The problem - Each record is to be transcribed exactly.

Data for this task -
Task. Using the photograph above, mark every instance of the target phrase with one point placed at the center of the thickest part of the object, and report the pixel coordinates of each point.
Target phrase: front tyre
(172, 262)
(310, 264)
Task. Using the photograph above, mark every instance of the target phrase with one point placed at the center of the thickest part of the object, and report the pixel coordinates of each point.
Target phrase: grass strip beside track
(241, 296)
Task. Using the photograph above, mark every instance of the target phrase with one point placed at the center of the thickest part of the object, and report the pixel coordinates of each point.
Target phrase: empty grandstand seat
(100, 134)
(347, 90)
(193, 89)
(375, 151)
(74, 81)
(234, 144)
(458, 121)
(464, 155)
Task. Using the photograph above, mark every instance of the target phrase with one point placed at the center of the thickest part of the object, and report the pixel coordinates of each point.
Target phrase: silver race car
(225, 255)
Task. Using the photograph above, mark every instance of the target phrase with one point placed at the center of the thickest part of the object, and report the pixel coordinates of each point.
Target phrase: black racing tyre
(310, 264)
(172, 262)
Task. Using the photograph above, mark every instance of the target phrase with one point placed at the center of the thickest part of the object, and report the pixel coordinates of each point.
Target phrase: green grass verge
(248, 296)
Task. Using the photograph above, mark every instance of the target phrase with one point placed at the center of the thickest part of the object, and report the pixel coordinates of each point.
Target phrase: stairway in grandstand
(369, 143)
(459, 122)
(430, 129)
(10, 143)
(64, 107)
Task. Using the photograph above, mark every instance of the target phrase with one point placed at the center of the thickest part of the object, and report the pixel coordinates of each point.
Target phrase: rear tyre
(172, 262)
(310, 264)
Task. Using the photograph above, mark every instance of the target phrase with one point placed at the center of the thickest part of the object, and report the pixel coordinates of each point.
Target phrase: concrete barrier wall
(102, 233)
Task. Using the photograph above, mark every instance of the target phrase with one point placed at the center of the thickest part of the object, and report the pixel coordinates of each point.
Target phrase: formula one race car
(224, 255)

Written reply -
Task. Using the photograph above, mark every instance of the target phrase with one point placed at the center of the thickest part of the object, and report the pixel coordinates of each point.
Target phrase: front tyre
(172, 262)
(310, 264)
Task. Using the photograph above, mark every instance of the target phrase with one point placed at the center of the thickest part of the object, and report the pixel coordinates of each point.
Target phrase: grass strip beside track
(241, 296)
Task. Using the photograph above, mark every instance of the target phrase with one point placed at the center of the thickest part of the object, and report the pixel coordinates of each point.
Target phrase: empty grandstand seat
(100, 134)
(347, 90)
(193, 89)
(375, 151)
(74, 81)
(234, 144)
(458, 121)
(464, 155)
Task. Using the photograph above, mark every instance of the target phrase with one point placed at the center of the thickest part of the object, and report the pixel coordinates of each point.
Target phrase: silver race car
(225, 255)
Task. Using the photograph above, mark every instance of the target phrase with one point placed at the center of the thickest part of the object, and report the pixel coordinates of each point.
Target phrase: black racing tyre
(310, 264)
(172, 262)
Task. Using the photograph above, mark every instance of the target phrase with one point placed at the center of the thickest part of the object, and report the pixel coordinates of each point.
Target phrase: green grass verge
(248, 296)
Task. Using the photograph above, mark every instance of the target phrase with one point placed at the center of the thickest part of the object, and report the pixel coordinates of each point.
Target phrase: stairway in grandstand
(369, 143)
(459, 122)
(430, 129)
(10, 143)
(64, 107)
Task. Using the photograph above, mark every instance of the target phrase with one point placed at the center of the thickest part of the object, and report the pixel coordinates of each point.
Target phrase: rear tyre
(172, 262)
(310, 264)
Task. Using the photograph above, mark every instance of the target phrase with one point placed at the center of the thickest part of the object, and report the pixel coordinates of each point.
Target phrase: concrete barrier wall
(102, 233)
Task. Using the photograph above, mark every instance of the target phrase with one point placed at the center of the thickest part of the object, and report the pixel coordinates of each point.
Target phrase: formula one race car
(224, 255)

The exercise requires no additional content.